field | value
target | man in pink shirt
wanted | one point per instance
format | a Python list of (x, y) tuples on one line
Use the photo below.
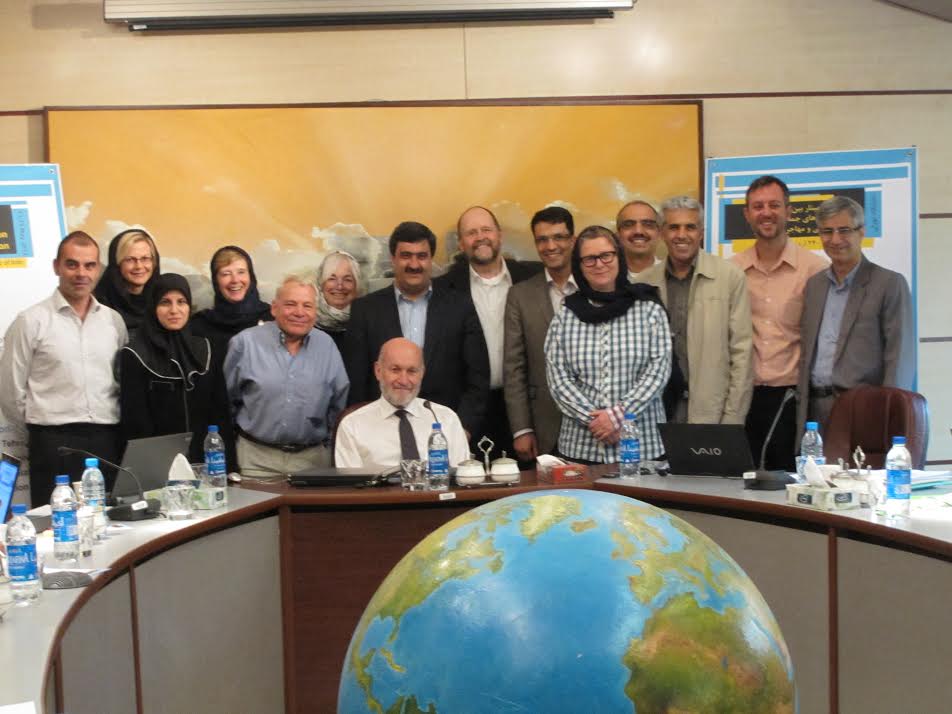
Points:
[(777, 270)]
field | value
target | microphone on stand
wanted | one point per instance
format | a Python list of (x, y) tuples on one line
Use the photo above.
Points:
[(764, 480), (138, 509)]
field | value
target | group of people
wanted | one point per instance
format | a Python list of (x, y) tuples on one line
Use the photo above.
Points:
[(542, 356)]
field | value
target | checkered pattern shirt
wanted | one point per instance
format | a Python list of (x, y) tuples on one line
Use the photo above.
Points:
[(621, 365)]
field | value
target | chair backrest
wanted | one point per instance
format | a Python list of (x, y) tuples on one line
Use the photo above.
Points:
[(869, 417)]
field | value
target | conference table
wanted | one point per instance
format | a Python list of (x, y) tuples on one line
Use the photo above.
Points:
[(251, 608)]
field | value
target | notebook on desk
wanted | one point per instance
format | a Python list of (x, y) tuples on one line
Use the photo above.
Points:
[(707, 449)]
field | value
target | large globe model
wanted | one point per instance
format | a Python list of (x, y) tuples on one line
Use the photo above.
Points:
[(567, 601)]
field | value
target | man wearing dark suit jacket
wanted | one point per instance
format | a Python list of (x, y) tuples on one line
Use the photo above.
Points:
[(442, 324), (533, 416), (857, 325), (485, 277)]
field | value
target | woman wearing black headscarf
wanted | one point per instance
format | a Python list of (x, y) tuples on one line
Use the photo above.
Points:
[(608, 353), (169, 380), (133, 265), (237, 304)]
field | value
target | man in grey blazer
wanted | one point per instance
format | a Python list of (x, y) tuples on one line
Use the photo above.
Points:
[(857, 325), (530, 306)]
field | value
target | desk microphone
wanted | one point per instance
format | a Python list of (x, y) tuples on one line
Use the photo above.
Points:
[(138, 509), (771, 480)]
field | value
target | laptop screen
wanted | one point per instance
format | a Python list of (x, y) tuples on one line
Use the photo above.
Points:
[(9, 470)]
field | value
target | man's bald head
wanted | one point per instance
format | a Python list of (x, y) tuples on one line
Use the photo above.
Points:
[(399, 371)]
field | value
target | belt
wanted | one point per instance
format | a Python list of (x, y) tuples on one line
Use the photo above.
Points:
[(820, 392), (287, 448)]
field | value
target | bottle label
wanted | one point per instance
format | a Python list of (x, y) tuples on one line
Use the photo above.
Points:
[(22, 560), (630, 452), (65, 526), (898, 484), (215, 463), (439, 462)]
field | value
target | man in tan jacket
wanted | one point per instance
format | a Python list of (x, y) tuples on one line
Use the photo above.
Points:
[(709, 310)]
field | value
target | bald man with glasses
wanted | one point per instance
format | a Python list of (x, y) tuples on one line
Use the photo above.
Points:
[(857, 325)]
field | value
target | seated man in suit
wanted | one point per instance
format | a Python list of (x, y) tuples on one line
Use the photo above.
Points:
[(398, 424), (484, 276), (533, 416), (442, 323), (857, 325), (709, 311)]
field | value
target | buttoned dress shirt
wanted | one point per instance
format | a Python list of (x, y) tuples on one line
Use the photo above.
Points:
[(558, 294), (282, 398), (57, 368), (369, 437), (413, 315), (829, 334), (489, 298), (621, 365), (776, 305)]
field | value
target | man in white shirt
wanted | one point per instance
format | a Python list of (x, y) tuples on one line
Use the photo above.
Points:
[(638, 230), (485, 276), (530, 306), (398, 424), (57, 371)]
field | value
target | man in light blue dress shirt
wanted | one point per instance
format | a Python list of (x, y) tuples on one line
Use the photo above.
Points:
[(857, 325), (287, 384)]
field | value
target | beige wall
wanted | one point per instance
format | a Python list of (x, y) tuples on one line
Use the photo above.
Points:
[(61, 53)]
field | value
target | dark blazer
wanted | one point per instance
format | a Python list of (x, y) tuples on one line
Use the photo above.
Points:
[(454, 352), (457, 277), (152, 405), (528, 400), (876, 344)]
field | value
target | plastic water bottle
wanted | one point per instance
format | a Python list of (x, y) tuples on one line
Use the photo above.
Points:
[(898, 478), (215, 458), (21, 557), (65, 521), (94, 496), (629, 460), (438, 460), (810, 445)]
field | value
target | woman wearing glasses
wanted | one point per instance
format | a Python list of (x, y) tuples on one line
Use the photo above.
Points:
[(608, 353), (338, 285), (133, 265)]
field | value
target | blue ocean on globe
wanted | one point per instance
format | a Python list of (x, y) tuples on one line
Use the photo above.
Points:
[(567, 601)]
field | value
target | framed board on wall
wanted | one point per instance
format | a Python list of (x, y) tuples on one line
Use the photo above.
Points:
[(290, 183)]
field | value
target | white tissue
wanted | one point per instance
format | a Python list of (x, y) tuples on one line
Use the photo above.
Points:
[(813, 474), (181, 470)]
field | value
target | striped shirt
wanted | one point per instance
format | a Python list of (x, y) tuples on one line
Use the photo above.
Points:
[(621, 365)]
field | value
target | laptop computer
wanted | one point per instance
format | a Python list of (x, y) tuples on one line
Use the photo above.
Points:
[(149, 459), (9, 472), (707, 449)]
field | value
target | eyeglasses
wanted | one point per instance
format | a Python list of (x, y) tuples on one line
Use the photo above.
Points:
[(606, 258), (842, 231), (632, 222), (557, 238), (146, 261)]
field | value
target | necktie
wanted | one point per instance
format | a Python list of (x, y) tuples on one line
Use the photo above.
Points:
[(408, 448)]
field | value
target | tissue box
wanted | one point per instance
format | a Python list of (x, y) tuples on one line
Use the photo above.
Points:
[(824, 498), (564, 473)]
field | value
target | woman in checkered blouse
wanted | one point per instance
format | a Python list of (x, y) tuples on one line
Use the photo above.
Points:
[(608, 353)]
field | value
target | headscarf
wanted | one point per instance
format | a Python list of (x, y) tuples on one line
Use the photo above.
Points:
[(330, 318), (171, 354), (593, 306), (112, 290), (236, 316)]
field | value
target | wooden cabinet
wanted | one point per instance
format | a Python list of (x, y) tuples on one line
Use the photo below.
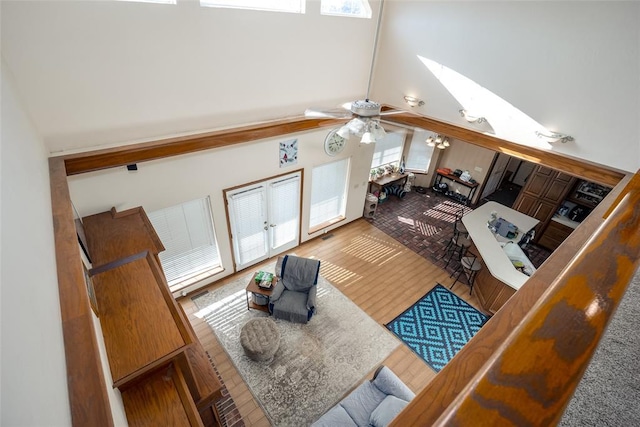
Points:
[(156, 361), (542, 195), (491, 292), (554, 235)]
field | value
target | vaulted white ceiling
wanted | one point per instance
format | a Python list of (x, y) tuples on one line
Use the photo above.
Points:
[(106, 73), (109, 72)]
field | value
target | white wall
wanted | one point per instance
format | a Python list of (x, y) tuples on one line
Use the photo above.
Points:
[(33, 373), (572, 67), (108, 72), (161, 183)]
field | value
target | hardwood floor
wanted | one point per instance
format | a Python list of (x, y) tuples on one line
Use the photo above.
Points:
[(376, 272)]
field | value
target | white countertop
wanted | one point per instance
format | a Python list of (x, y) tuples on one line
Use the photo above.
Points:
[(564, 220), (489, 244)]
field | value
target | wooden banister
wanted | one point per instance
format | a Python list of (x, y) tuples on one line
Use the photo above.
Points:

**What you have to do:** In your copy of the entries above, leave out the pictures and keep every word exact.

**Completed task:**
field | value
target | man in pink shirt
wanted | one point per instance
format | a Python list of (x, y) tuples on one line
Use the photo below.
Points:
[(777, 270)]
field | value
target | microphone on stand
wanted | one point per instance
format | a Python list of (x, y) tuples on one line
Use the photo above.
Points:
[(764, 480), (138, 509)]
field | value
target | group of people
wanted | one point per instance
format | a Python list of (x, y) tuples on one line
Use the photo above.
Points:
[(542, 356)]
field | value
target | checkered pattern shirt
wanted | one point per instance
format | a Python list of (x, y) tuples on one line
Use the photo above.
Points:
[(621, 365)]
field | value
target | chair backrest
wanted | one point per instance
format | a Python list of (x, y) tuples on one line
Use the photo above.
Points:
[(869, 417)]
field | value
target | conference table
wanted | one point per instance
format | a Python list of (x, y) tuples on one line
Use the photo above.
Points:
[(251, 608)]
field | value
target | notebook on desk
wanted | one point per instance
format | a Python list of (x, y) tuples on one line
Use the photo above.
Points:
[(707, 449)]
field | value
target | large globe model
wanted | one point per instance
format | a Python list of (x, y) tuples on one line
Use the photo above.
Points:
[(567, 601)]
field | value
target | man wearing dark suit jacket
wanted | one point per instance
format | a Python list of (x, y) tuples on one line
Use the photo above.
Points:
[(442, 324), (533, 416), (857, 325), (485, 277)]
field | value
target | woman wearing black headscarf
wanted | one point per instance
format | a Python list of (x, y) tuples on one line
Use the photo above.
Points:
[(608, 353), (169, 380), (133, 265), (237, 304)]
field | value
target | man in grey blazer
wanted | one point per instance
format | a Python list of (x, y) tuples on one line
Use the photo above.
Points:
[(857, 325), (530, 306)]
field | value
target | desk microphone
wanted | one point per instance
format | a Python list of (x, y) tuples on one line
Use the photo above.
Points:
[(138, 509), (771, 480)]
field | value
target | laptop screen
wanted | one point per instance
format | a Python list of (x, y) tuples on one line
Use the photo above.
Points:
[(9, 470)]
field | value
target | man's bald head
wanted | one point per instance
format | a Python list of (x, y) tuples on one line
Use the photo above.
Points:
[(399, 371)]
field | value
target | belt
wanted | one point per instance
format | a Python list of (x, y) tuples on one line
Use the photo above.
Points:
[(820, 392), (287, 448)]
field | value
target | bottle label
wanted | one point per instance
format | a Python list of (x, y) tuples on one line
Use the photo above.
Points:
[(22, 560), (630, 452), (65, 526), (898, 484), (215, 463), (439, 462)]
field | value
target | man in tan jacket
wanted | one point per instance
format | a Python list of (x, y) tuples on one line
Use the photo above.
Points:
[(709, 310)]
field | value
target | bald man with glasses
wanted | one point per instance
format | a Python list of (x, y) tuples on one line
Use the photo above.
Points:
[(857, 325)]
field | value
target | seated man in suit
wanted | one point per instance
format | a Python list of (x, y) tuples on one line
Use the photo above.
Points:
[(398, 424), (484, 276), (533, 416), (442, 323), (857, 325), (709, 311)]
field | value
target | buttoned dress shirt
wanted | one point per instance
format | a Python list of (x, y) tuples on one line
Use the photo above.
Points:
[(558, 294), (282, 398), (57, 368), (369, 437), (413, 315), (829, 334), (489, 298), (621, 365), (776, 305)]
field | value
target | man in white shirt
wanted | one point per instance
format | a Python list of (x, y) tuples on one line
Use the photo above.
Points:
[(638, 230), (485, 276), (530, 306), (398, 424), (57, 371)]
field | value
target | man in light blue dress shirt
wanted | one point per instance
format | a Python list of (x, y) tuples on one line
Use the photo above.
Points:
[(857, 325), (287, 384)]
field | value
target | beige wall
wanted | one point per instance
format | a Python list of (x, y) tuples on one line
Use the photo above.
Points:
[(61, 53)]
field | value
target | dark blazer
wanted | one point per instance
format | a Python list of (x, y) tuples on one line
Use the photo above.
Points:
[(454, 352), (457, 277), (152, 405), (528, 400), (876, 344)]
field | value
target | plastic water bottle
wanted | one point per instance
format | a Python list of (x, y) tuples on one line
Use the photo above.
Points:
[(898, 478), (215, 458), (21, 557), (65, 521), (94, 496), (629, 460), (438, 460), (810, 445)]
field | value
target | woman wearing glasses
wanted | one point per instance
format | a Python list of (x, y) tuples on one line
Use the photo above.
Points:
[(608, 353), (338, 285), (133, 265)]
field | value
target | blue ocean on globe
wanted | one point per instance
format | a Python list of (x, y) tuples on one line
Use the photo above.
Points:
[(567, 601)]
field | value
target | framed board on wall
wanted | one point per instance
format | a Python list of (x, y) tuples on one line
Use the photo above.
Points:
[(290, 183)]
field | value
target | white tissue
wanted | one point per instance
format | a Python list of (x, y) tuples on one line
Use the photo above.
Points:
[(813, 474), (181, 470)]
field | value
target | striped shirt
wanted | one point per instance
format | a Python list of (x, y) tuples on one line
Use the photo above.
Points:
[(621, 365)]
field | value
target | laptop computer
wanted | one point per instance
format | a Python list of (x, y) tuples on one line
Use the photo above.
Points:
[(149, 459), (9, 472), (707, 449)]
field | value
target | eyeglasses
wanted | one point per instance
format | a Python list of (x, y) tuples on one line
Use the photo above.
Points:
[(606, 258), (842, 231), (632, 222), (557, 238), (146, 261)]
field | value
target | necktie
wanted | one point per instance
format | a Python list of (x, y) tuples on one line
Use the photo above.
Points:
[(408, 448)]
field | value
target | tissue box
wanted | one point per instance
format | a Python list of (x, y) tuples on one line
Use the photo above.
Points:
[(824, 498), (564, 473)]
field | value
target | woman in checkered blouse
wanted | one point per instance
format | a Python list of (x, y) tuples on one line
Use the photo above.
Points:
[(608, 353)]
field | value
target | headscarf
wanted | one point per instance
format | a Python list of (x, y) tuples on one line
Use the photo above.
Points:
[(330, 318), (171, 354), (593, 306), (112, 290), (236, 316)]
field | value
target | wooden cabinet
wanted | one point per instance
format | a Python list of (x, y) tuples on one line
Use the photo below.
Points:
[(156, 361), (542, 195), (491, 292), (554, 235)]
field | value
target | vaulted white ceiling
wanted | one point per instance
format | a Python list of (x, y) tuples on one line
Use the photo above.
Points:
[(106, 73), (109, 72)]
field | value
target | white wall
wanted | one point per instance
format | a Python list of (x, y) tuples on one line
Use the photo above.
Points:
[(33, 373), (572, 67), (108, 72), (161, 183)]
field | value
target | hardwood floor
wanted | one point per instance
format | a Python list of (x, y) tuples on one line
Use the photo above.
Points:
[(376, 272)]
field | value
target | white countertop
wanted | one point per instance
format | a Python list of (x, y) tuples on one line
Use the photo above.
Points:
[(564, 220), (489, 244)]
field | value
target | wooden banister
wanted | one point per instance
format | a Python list of (x, y) tuples on one line
Use the photo above.
Points:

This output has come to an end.